What this task involves =
Print all of the data exactly, but drop the pictures.

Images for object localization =
+++++

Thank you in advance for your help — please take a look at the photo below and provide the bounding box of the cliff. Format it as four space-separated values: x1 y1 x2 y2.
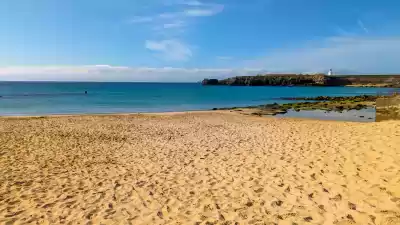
202 74 400 87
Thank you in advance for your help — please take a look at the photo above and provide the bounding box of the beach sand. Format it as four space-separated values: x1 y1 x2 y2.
1 112 399 225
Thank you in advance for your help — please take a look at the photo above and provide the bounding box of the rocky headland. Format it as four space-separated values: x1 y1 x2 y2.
202 74 400 87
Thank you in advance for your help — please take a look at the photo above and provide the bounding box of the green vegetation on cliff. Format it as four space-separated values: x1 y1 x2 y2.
202 74 400 87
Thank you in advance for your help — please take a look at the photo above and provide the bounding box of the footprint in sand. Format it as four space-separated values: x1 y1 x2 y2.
271 200 283 207
379 217 400 225
335 220 357 225
348 202 357 210
331 194 342 201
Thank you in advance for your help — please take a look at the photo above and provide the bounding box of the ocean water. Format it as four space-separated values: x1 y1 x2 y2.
0 82 397 116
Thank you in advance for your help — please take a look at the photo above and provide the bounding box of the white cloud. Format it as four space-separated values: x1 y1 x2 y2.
145 39 193 61
4 37 400 83
126 1 225 62
182 0 203 6
184 4 224 17
129 1 224 24
159 12 180 19
174 0 204 6
0 66 265 82
164 0 204 6
246 36 400 74
163 20 185 29
156 3 224 19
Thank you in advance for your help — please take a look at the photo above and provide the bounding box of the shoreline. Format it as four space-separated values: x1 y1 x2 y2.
2 94 397 122
0 95 376 122
0 110 219 119
0 108 376 123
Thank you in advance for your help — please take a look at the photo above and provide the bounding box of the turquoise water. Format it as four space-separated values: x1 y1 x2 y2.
0 82 397 116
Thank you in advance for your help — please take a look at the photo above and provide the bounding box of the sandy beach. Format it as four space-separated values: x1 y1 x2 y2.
1 112 399 225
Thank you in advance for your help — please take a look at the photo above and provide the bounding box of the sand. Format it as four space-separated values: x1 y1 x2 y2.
0 112 399 225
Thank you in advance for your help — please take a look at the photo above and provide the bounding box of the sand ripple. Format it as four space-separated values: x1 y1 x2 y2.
0 112 399 224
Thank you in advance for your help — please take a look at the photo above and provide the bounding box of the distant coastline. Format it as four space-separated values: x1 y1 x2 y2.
202 74 400 87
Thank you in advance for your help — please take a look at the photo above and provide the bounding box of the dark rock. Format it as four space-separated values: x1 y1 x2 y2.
336 106 345 110
280 95 378 102
202 79 220 85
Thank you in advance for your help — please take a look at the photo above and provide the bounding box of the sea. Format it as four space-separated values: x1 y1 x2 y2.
0 82 397 116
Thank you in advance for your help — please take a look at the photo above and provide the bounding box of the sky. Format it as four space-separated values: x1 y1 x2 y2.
1 0 400 81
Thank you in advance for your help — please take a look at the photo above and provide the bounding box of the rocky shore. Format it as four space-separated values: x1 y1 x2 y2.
376 94 400 121
279 95 378 101
213 95 378 116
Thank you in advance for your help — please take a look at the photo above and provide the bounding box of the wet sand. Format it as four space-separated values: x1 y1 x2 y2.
1 112 399 225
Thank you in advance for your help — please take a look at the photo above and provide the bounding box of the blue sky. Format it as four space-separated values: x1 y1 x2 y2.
1 0 400 81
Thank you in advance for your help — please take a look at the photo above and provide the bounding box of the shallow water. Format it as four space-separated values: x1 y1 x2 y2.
275 108 376 122
0 82 395 116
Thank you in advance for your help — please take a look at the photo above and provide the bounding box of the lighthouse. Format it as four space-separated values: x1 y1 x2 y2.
328 69 333 76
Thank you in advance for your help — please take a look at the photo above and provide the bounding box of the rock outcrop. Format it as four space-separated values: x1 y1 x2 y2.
201 79 219 85
218 74 328 86
280 95 378 101
202 74 400 87
213 95 380 116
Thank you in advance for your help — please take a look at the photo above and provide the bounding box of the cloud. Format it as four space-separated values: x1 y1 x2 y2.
164 0 204 6
126 0 225 62
184 4 224 17
182 0 203 6
177 0 204 6
246 36 400 74
163 20 185 29
156 3 224 19
357 19 369 33
129 1 224 24
145 39 193 61
159 12 180 19
0 66 265 82
5 37 400 82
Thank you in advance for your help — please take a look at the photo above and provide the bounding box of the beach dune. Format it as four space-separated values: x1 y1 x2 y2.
0 112 399 224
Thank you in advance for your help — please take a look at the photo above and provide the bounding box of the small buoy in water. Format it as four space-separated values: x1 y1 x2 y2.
85 91 88 94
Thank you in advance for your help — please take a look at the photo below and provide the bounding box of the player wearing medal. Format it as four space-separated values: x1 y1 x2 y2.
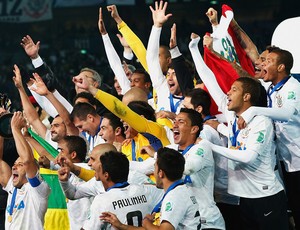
0 112 50 230
189 35 288 229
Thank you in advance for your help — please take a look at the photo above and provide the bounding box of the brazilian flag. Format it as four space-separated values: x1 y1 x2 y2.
29 128 70 230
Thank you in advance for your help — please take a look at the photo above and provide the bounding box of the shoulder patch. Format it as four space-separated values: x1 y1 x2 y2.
256 131 265 143
195 148 204 156
165 202 173 212
288 91 296 100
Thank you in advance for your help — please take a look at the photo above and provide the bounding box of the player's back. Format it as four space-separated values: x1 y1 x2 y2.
83 184 163 230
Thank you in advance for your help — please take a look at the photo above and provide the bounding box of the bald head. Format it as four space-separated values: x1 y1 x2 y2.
122 87 148 105
92 143 117 156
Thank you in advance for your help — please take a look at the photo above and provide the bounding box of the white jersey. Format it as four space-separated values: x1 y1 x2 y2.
269 77 300 172
219 95 284 198
200 124 239 205
168 142 225 229
3 175 50 230
160 185 201 230
60 170 154 201
146 26 183 114
68 163 93 230
83 184 163 230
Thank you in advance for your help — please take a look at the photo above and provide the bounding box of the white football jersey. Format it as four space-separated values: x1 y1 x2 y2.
3 175 50 230
168 142 225 229
83 184 163 230
160 185 201 230
269 77 300 172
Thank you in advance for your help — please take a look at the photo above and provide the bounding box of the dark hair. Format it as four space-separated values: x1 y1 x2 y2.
269 49 294 75
100 151 129 183
62 135 87 162
156 147 185 181
236 77 267 107
70 102 98 121
185 88 211 116
73 92 98 106
128 101 156 122
159 45 171 59
102 113 125 138
265 45 281 53
179 108 203 137
133 69 151 84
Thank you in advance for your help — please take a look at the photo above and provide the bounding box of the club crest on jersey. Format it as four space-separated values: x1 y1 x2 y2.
288 91 296 100
256 131 265 143
241 128 250 138
165 202 173 212
276 95 283 107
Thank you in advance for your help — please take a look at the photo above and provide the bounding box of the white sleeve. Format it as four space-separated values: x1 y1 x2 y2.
31 55 44 68
102 34 131 95
129 157 155 175
241 105 295 124
169 46 181 59
188 37 227 114
29 88 58 118
184 142 212 175
123 50 134 60
146 26 166 89
60 179 100 200
217 123 229 137
52 90 73 113
29 89 73 118
211 143 258 163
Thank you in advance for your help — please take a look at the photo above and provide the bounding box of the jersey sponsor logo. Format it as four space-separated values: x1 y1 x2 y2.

+++++

Problem solution =
Thank you in advance for your help — please take a look at the photo below and provide the bounding box of the cliff. Format it as four space-separated values: x1 y1 x2 y2.
202 74 400 87
Thank you in advance for your help — please take a look at the photo above and provide the bounding box of the beach sand. Format it as four space-separated values: x1 y1 x2 y2.
1 112 399 225
Thank you in advance for your help — please take a look at the photo above and provide the bounding box of the rocky headland. Format it as four space-separated values: x1 y1 x2 y2.
202 74 400 87
Thank you in advance for your help — please take a look at the photo above and provide the bounding box of the green vegetation on cliff. Format it as four space-separated values: x1 y1 x2 y2.
202 74 400 87
Thank you in advance for your help — please take a look at the photo above and provide the bounding box of the footprint in sand. Format it as four space-separated values: x1 y1 x2 y2.
271 200 283 207
379 217 400 225
335 220 357 225
348 202 357 210
331 194 342 201
Thank you in advance for your help — please take a look at the photo above and provide the bounding box of the ocean water. Format it as four space-separated values: x1 y1 x2 y2.
0 82 397 116
Thank you in advance for your help — please take a look at the photo above and provide the bounding box of the white cloud. Format it as four space-separated values: x1 y1 x2 y2.
145 39 193 61
4 37 400 83
126 1 225 62
182 0 203 6
184 4 224 17
129 1 224 24
159 12 180 19
174 0 204 6
0 66 265 82
164 0 204 6
246 36 400 74
163 20 185 29
156 3 224 19
Thank you in advance for your help — please take a look at the photo above and provide the bounding box of the shoreline. Format it as four space-separated values: x1 y1 x2 y2.
2 94 397 122
0 95 376 122
0 110 219 119
0 108 376 123
Thank you in advance for your help — please take a look at the photo above and provide the bounding box of the turquoise water. Format it as four space-separated values: x1 y1 x2 y2.
0 82 397 116
Thank you in advance for your help — please take a look at the photo above and provide the bounding box of the sandy beach. Format it as four space-separated values: x1 y1 x2 y2.
1 112 399 225
Thank you in advance for your help — please take a look at the photo above and provide the bounding box of the sand. Format it as four space-separated values: x1 y1 x2 y2.
0 112 399 225
Thank you in advance for your help — please take a look at the photo above and provide the bounding box of the sand ripple. Format it as four space-separated values: x1 y1 x2 y2.
0 112 399 224
Thank you in advance for your help — please take a look at the photo above and provide the bounding box of the distant coastline. Format it as four space-separated values: x1 y1 x2 y2.
202 74 400 87
Thank you in advance for your help — please take a look at the photo above and provide the bounding box of the dark rock. Format it as four space-separated values: x1 y1 x2 y2.
336 106 345 110
280 95 378 102
202 79 220 85
Thank you in advance for your help — please take a look at the photo above and provide the bounding box of the sea. Format it as four space-separated values: x1 y1 x2 y2.
0 82 397 116
Thank you in advance for your help — please take a look at the photo above and provide the bounding box of the sky. Format it as four space-separated values: x1 y1 x2 y2.
1 0 400 81
Thank you in advance for your help — please take a look at the photo above and provide the bounding box of the rocky shore. Format it as four space-separated values: x1 y1 x2 y2.
376 94 400 121
279 95 378 101
213 95 378 116
Thank you in advance for your help — please take a look at the photo above and provide the bounding box of the wet sand. Format it as four space-separated values: x1 y1 x2 y2.
1 112 399 225
Thank you in advance for your help — please take a look at the photo above and provide the bounding box of the blue sky. Format it as four space-separated values: x1 y1 x2 y2.
1 0 400 81
Thank you in advance for your help — please take a look at the photo above and provide the bounding box of the shallow water. Format it as four space-separated values: x1 y1 x2 y2.
275 108 376 122
0 82 395 116
Thank you in advance for your help — please take a look at the photo above and provide the bounding box of the lighthouse. Format it as four space-separated values: x1 y1 x2 y2.
328 69 333 76
Thank you in advance for your help — please take a look at the photo above and provide the bounding box of the rock outcrop. Format it as four space-separated values: x1 y1 x2 y2.
201 79 219 85
218 74 328 86
280 95 378 101
202 74 400 87
213 95 380 116
Thank you in advance for your help — please take a look at the photo above and provide the bounding box of the cloud. Format it as four space-separated values: x1 y1 x2 y2.
164 0 204 6
126 0 225 62
184 4 224 17
182 0 203 6
177 0 204 6
246 36 400 74
163 20 185 29
156 3 224 19
357 19 369 33
129 1 224 24
145 39 193 61
159 12 180 19
0 66 265 82
5 37 400 82
Thank you in advance for your help — please take a look at the photo above and provide the bounding box of the beach dune. Format it as four space-separated values: x1 y1 x2 y2.
0 112 399 224
Thank you in advance for your help — please take a look at the photo above and provide the bounding box of the small buoy in water. Format it as four space-separated values: x1 y1 x2 y2.
85 91 88 94
Thank you in advance for your help — please take a look at the photo below and provide the bounding box of the player wearing medal. Format it as four space-separated values: x1 y1 x2 y2.
0 112 50 230
189 35 288 229
Thank you in advance for your help — please take a look at the photo above and provide the bounding box of the brazilian flag. Format it as four space-separated values: x1 y1 x2 y2.
29 128 70 230
Thank you in advance for your help — please take a look at the photo above and provide the bounding box of the shoulder patch. Format it as four space-separated values: x1 y1 x2 y2.
256 131 265 143
195 148 204 156
165 202 173 212
288 91 296 100
Thank you in advance for your help — please take a look at the photo above and provide the bounding box of the player's back. Format it as four space-separated values: x1 y1 x2 y2.
83 184 163 230
Thank you in advance for your help — please take a look at the photo above and provide the bounding box of the bald head. Format it as four space-separated values: x1 y1 x2 y2.
122 87 148 105
92 143 117 156
Thank you in advance for your help — please take a look at the photo above and provide the bounding box of the white jersey. Format it as four space-separated values: x1 y1 x2 y2.
269 77 300 172
219 95 284 198
200 124 239 205
168 142 225 229
3 175 50 230
160 185 201 230
60 170 154 201
146 26 183 114
68 163 93 230
83 184 163 230
Thank you in advance for your help — please take a look at the photo above and provide the bounding box of the white football jersey. Format it as four space-separated values: x1 y1 x2 y2.
3 175 50 230
168 142 225 229
83 184 163 230
160 185 201 230
269 77 300 172
Thank you in advance for your help — please take a look at the photo above and provide the bounding box of the dark hair. Format it as four space-separated values: x1 y1 x2 y2.
269 49 294 75
100 151 129 183
62 135 87 162
156 147 185 181
236 77 267 107
70 102 98 121
185 88 211 116
73 92 98 106
128 101 156 122
159 45 171 59
102 113 125 138
265 45 281 53
179 108 203 137
133 69 151 84
Thank you in advance for your help — please take a look at the photo above and provide the bounding box of the club crest on jersey. Format it as four space-separated values: x1 y1 x2 y2.
288 91 296 100
256 131 265 143
241 128 250 138
165 202 173 212
276 95 283 107
Thank you in advance for your help — please take a look at the photo above and provide the bounding box of the white sleeve. Format it as four space-separated values: x1 y1 x2 y2.
31 55 44 68
102 34 131 95
129 157 155 175
241 105 295 124
169 46 181 59
188 37 227 114
29 88 58 118
184 142 212 175
123 50 134 60
146 26 166 89
60 179 100 200
217 123 229 137
52 90 73 113
29 89 73 118
211 143 258 163
Thank you in advance for your help — please take a look at the photo above and provide the bounding box of the jersey sponsor logo. Format it as four space-separated values: x1 y1 x2 y2.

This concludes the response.